• Material provided

━━━

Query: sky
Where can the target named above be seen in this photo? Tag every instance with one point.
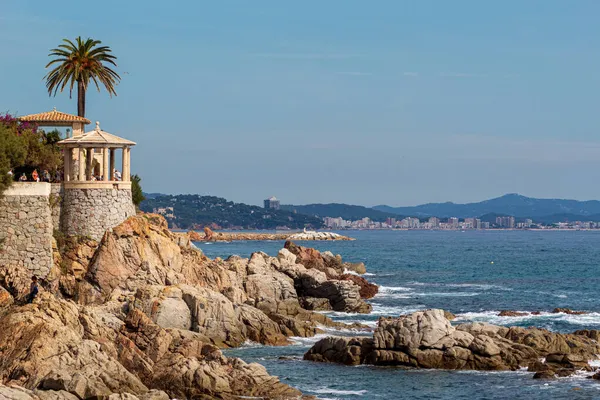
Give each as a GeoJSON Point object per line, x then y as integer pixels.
{"type": "Point", "coordinates": [365, 102]}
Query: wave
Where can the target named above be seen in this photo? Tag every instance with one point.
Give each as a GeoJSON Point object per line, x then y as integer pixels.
{"type": "Point", "coordinates": [394, 311]}
{"type": "Point", "coordinates": [392, 289]}
{"type": "Point", "coordinates": [308, 341]}
{"type": "Point", "coordinates": [326, 390]}
{"type": "Point", "coordinates": [481, 286]}
{"type": "Point", "coordinates": [492, 317]}
{"type": "Point", "coordinates": [349, 272]}
{"type": "Point", "coordinates": [447, 294]}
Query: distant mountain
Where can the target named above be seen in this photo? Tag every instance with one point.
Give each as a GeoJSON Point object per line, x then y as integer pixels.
{"type": "Point", "coordinates": [555, 218]}
{"type": "Point", "coordinates": [510, 204]}
{"type": "Point", "coordinates": [195, 211]}
{"type": "Point", "coordinates": [336, 210]}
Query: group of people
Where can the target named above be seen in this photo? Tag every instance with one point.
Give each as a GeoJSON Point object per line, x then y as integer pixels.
{"type": "Point", "coordinates": [58, 177]}
{"type": "Point", "coordinates": [45, 176]}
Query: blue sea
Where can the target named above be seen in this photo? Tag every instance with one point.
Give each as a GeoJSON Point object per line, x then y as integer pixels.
{"type": "Point", "coordinates": [473, 274]}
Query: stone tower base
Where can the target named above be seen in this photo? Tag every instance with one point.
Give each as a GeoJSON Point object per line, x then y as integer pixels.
{"type": "Point", "coordinates": [92, 211]}
{"type": "Point", "coordinates": [26, 227]}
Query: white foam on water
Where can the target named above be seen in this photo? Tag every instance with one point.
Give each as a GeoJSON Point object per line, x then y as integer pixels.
{"type": "Point", "coordinates": [309, 341]}
{"type": "Point", "coordinates": [326, 390]}
{"type": "Point", "coordinates": [480, 286]}
{"type": "Point", "coordinates": [379, 309]}
{"type": "Point", "coordinates": [595, 363]}
{"type": "Point", "coordinates": [393, 289]}
{"type": "Point", "coordinates": [249, 344]}
{"type": "Point", "coordinates": [447, 294]}
{"type": "Point", "coordinates": [493, 318]}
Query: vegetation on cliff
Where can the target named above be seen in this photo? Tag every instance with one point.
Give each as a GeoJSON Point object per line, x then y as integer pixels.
{"type": "Point", "coordinates": [24, 148]}
{"type": "Point", "coordinates": [195, 211]}
{"type": "Point", "coordinates": [79, 63]}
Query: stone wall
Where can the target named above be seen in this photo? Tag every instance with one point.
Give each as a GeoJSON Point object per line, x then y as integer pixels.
{"type": "Point", "coordinates": [26, 227]}
{"type": "Point", "coordinates": [56, 196]}
{"type": "Point", "coordinates": [91, 212]}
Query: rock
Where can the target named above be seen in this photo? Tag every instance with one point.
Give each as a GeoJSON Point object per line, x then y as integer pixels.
{"type": "Point", "coordinates": [419, 329]}
{"type": "Point", "coordinates": [508, 313]}
{"type": "Point", "coordinates": [359, 268]}
{"type": "Point", "coordinates": [425, 339]}
{"type": "Point", "coordinates": [544, 375]}
{"type": "Point", "coordinates": [367, 290]}
{"type": "Point", "coordinates": [165, 306]}
{"type": "Point", "coordinates": [315, 303]}
{"type": "Point", "coordinates": [6, 299]}
{"type": "Point", "coordinates": [449, 316]}
{"type": "Point", "coordinates": [208, 234]}
{"type": "Point", "coordinates": [349, 351]}
{"type": "Point", "coordinates": [568, 311]}
{"type": "Point", "coordinates": [42, 345]}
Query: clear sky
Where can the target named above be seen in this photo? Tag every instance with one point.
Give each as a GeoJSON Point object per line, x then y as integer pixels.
{"type": "Point", "coordinates": [365, 102]}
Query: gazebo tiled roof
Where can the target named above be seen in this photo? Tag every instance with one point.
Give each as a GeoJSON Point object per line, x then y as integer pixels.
{"type": "Point", "coordinates": [54, 117]}
{"type": "Point", "coordinates": [97, 137]}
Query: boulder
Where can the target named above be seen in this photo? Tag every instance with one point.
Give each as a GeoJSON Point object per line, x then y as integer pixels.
{"type": "Point", "coordinates": [568, 311]}
{"type": "Point", "coordinates": [359, 268]}
{"type": "Point", "coordinates": [315, 303]}
{"type": "Point", "coordinates": [367, 289]}
{"type": "Point", "coordinates": [425, 339]}
{"type": "Point", "coordinates": [509, 313]}
{"type": "Point", "coordinates": [6, 299]}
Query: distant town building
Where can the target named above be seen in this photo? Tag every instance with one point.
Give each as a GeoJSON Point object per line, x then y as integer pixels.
{"type": "Point", "coordinates": [505, 222]}
{"type": "Point", "coordinates": [272, 203]}
{"type": "Point", "coordinates": [453, 222]}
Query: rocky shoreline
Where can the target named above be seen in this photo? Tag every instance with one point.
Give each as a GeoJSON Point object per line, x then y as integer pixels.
{"type": "Point", "coordinates": [143, 313]}
{"type": "Point", "coordinates": [426, 339]}
{"type": "Point", "coordinates": [211, 236]}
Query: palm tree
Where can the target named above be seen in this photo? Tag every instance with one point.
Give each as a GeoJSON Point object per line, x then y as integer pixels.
{"type": "Point", "coordinates": [79, 63]}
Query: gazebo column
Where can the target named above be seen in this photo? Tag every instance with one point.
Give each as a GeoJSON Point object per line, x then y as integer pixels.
{"type": "Point", "coordinates": [126, 173]}
{"type": "Point", "coordinates": [106, 171]}
{"type": "Point", "coordinates": [112, 164]}
{"type": "Point", "coordinates": [67, 172]}
{"type": "Point", "coordinates": [82, 164]}
{"type": "Point", "coordinates": [128, 151]}
{"type": "Point", "coordinates": [90, 160]}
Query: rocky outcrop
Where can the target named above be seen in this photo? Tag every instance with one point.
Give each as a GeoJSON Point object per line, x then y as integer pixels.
{"type": "Point", "coordinates": [144, 312]}
{"type": "Point", "coordinates": [232, 236]}
{"type": "Point", "coordinates": [56, 348]}
{"type": "Point", "coordinates": [426, 339]}
{"type": "Point", "coordinates": [367, 290]}
{"type": "Point", "coordinates": [313, 235]}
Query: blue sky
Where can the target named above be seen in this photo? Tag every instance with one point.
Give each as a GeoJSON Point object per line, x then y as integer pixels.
{"type": "Point", "coordinates": [364, 102]}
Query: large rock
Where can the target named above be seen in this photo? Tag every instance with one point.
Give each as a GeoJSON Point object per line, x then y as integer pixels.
{"type": "Point", "coordinates": [42, 346]}
{"type": "Point", "coordinates": [57, 350]}
{"type": "Point", "coordinates": [367, 290]}
{"type": "Point", "coordinates": [426, 339]}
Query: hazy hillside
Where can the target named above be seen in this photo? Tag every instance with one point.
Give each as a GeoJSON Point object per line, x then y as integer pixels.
{"type": "Point", "coordinates": [510, 204]}
{"type": "Point", "coordinates": [345, 211]}
{"type": "Point", "coordinates": [195, 211]}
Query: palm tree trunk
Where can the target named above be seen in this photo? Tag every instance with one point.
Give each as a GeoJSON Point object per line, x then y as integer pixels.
{"type": "Point", "coordinates": [80, 99]}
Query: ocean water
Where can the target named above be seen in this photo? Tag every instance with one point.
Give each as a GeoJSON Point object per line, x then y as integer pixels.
{"type": "Point", "coordinates": [473, 274]}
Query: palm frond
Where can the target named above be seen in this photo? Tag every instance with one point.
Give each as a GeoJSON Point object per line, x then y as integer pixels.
{"type": "Point", "coordinates": [81, 61]}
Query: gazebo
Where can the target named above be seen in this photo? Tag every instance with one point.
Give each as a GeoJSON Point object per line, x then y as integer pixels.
{"type": "Point", "coordinates": [56, 118]}
{"type": "Point", "coordinates": [91, 155]}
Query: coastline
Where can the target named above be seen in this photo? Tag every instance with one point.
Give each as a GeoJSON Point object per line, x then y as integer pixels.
{"type": "Point", "coordinates": [257, 236]}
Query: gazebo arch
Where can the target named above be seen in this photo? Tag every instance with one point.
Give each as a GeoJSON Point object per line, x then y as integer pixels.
{"type": "Point", "coordinates": [100, 146]}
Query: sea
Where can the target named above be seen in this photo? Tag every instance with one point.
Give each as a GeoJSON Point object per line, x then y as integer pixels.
{"type": "Point", "coordinates": [473, 274]}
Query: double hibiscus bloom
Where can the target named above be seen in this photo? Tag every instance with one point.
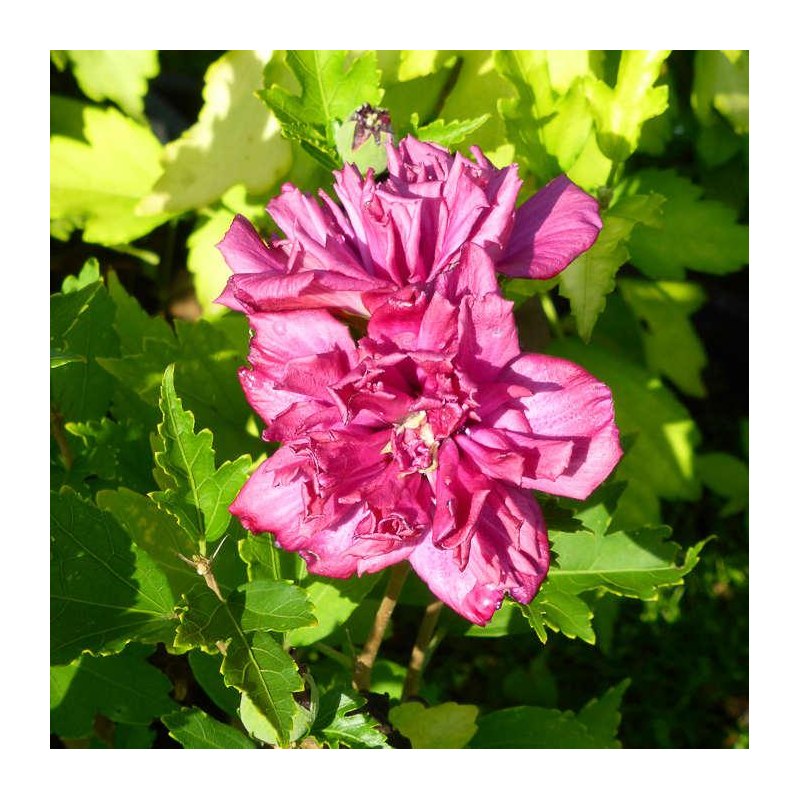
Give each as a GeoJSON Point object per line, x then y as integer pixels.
{"type": "Point", "coordinates": [422, 439]}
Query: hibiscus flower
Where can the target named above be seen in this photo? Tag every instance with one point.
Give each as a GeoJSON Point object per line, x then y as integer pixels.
{"type": "Point", "coordinates": [405, 230]}
{"type": "Point", "coordinates": [423, 440]}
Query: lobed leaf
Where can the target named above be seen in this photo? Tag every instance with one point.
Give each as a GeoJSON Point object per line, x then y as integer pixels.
{"type": "Point", "coordinates": [105, 591]}
{"type": "Point", "coordinates": [672, 347]}
{"type": "Point", "coordinates": [446, 726]}
{"type": "Point", "coordinates": [332, 87]}
{"type": "Point", "coordinates": [236, 140]}
{"type": "Point", "coordinates": [97, 181]}
{"type": "Point", "coordinates": [196, 730]}
{"type": "Point", "coordinates": [117, 75]}
{"type": "Point", "coordinates": [696, 234]}
{"type": "Point", "coordinates": [124, 687]}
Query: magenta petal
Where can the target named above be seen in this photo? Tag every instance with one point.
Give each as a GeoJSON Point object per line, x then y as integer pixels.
{"type": "Point", "coordinates": [551, 229]}
{"type": "Point", "coordinates": [509, 555]}
{"type": "Point", "coordinates": [566, 402]}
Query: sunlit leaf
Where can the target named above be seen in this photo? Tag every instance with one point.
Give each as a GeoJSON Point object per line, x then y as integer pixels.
{"type": "Point", "coordinates": [694, 233]}
{"type": "Point", "coordinates": [117, 75]}
{"type": "Point", "coordinates": [105, 591]}
{"type": "Point", "coordinates": [672, 347]}
{"type": "Point", "coordinates": [236, 140]}
{"type": "Point", "coordinates": [332, 87]}
{"type": "Point", "coordinates": [195, 729]}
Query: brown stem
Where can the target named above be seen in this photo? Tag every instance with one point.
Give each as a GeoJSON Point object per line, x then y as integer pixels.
{"type": "Point", "coordinates": [421, 650]}
{"type": "Point", "coordinates": [362, 671]}
{"type": "Point", "coordinates": [57, 429]}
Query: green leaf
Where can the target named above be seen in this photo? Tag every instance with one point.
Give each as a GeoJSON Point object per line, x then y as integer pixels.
{"type": "Point", "coordinates": [531, 727]}
{"type": "Point", "coordinates": [447, 134]}
{"type": "Point", "coordinates": [696, 234]}
{"type": "Point", "coordinates": [336, 723]}
{"type": "Point", "coordinates": [192, 489]}
{"type": "Point", "coordinates": [206, 669]}
{"type": "Point", "coordinates": [275, 606]}
{"type": "Point", "coordinates": [590, 277]}
{"type": "Point", "coordinates": [108, 454]}
{"type": "Point", "coordinates": [621, 112]}
{"type": "Point", "coordinates": [132, 324]}
{"type": "Point", "coordinates": [726, 476]}
{"type": "Point", "coordinates": [96, 182]}
{"type": "Point", "coordinates": [105, 591]}
{"type": "Point", "coordinates": [117, 75]}
{"type": "Point", "coordinates": [672, 347]}
{"type": "Point", "coordinates": [90, 273]}
{"type": "Point", "coordinates": [550, 127]}
{"type": "Point", "coordinates": [661, 459]}
{"type": "Point", "coordinates": [156, 532]}
{"type": "Point", "coordinates": [443, 727]}
{"type": "Point", "coordinates": [722, 84]}
{"type": "Point", "coordinates": [626, 563]}
{"type": "Point", "coordinates": [196, 730]}
{"type": "Point", "coordinates": [333, 601]}
{"type": "Point", "coordinates": [209, 271]}
{"type": "Point", "coordinates": [332, 86]}
{"type": "Point", "coordinates": [261, 669]}
{"type": "Point", "coordinates": [236, 140]}
{"type": "Point", "coordinates": [82, 323]}
{"type": "Point", "coordinates": [123, 687]}
{"type": "Point", "coordinates": [254, 663]}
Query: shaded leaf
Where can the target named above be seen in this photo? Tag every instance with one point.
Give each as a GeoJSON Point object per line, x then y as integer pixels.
{"type": "Point", "coordinates": [722, 84]}
{"type": "Point", "coordinates": [590, 277]}
{"type": "Point", "coordinates": [531, 727]}
{"type": "Point", "coordinates": [672, 347]}
{"type": "Point", "coordinates": [105, 591]}
{"type": "Point", "coordinates": [123, 687]}
{"type": "Point", "coordinates": [696, 234]}
{"type": "Point", "coordinates": [195, 729]}
{"type": "Point", "coordinates": [82, 324]}
{"type": "Point", "coordinates": [332, 86]}
{"type": "Point", "coordinates": [337, 723]}
{"type": "Point", "coordinates": [333, 601]}
{"type": "Point", "coordinates": [442, 727]}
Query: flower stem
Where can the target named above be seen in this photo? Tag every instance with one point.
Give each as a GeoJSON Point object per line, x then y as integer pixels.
{"type": "Point", "coordinates": [422, 650]}
{"type": "Point", "coordinates": [362, 672]}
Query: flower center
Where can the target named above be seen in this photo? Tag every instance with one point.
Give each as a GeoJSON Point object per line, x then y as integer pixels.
{"type": "Point", "coordinates": [413, 444]}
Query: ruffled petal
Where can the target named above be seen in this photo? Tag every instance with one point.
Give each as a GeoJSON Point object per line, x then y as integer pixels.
{"type": "Point", "coordinates": [567, 403]}
{"type": "Point", "coordinates": [551, 229]}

━━━

• Work required
Using the entries above, state the number of lines that include "leaf". Add nothing else.

• Task output
4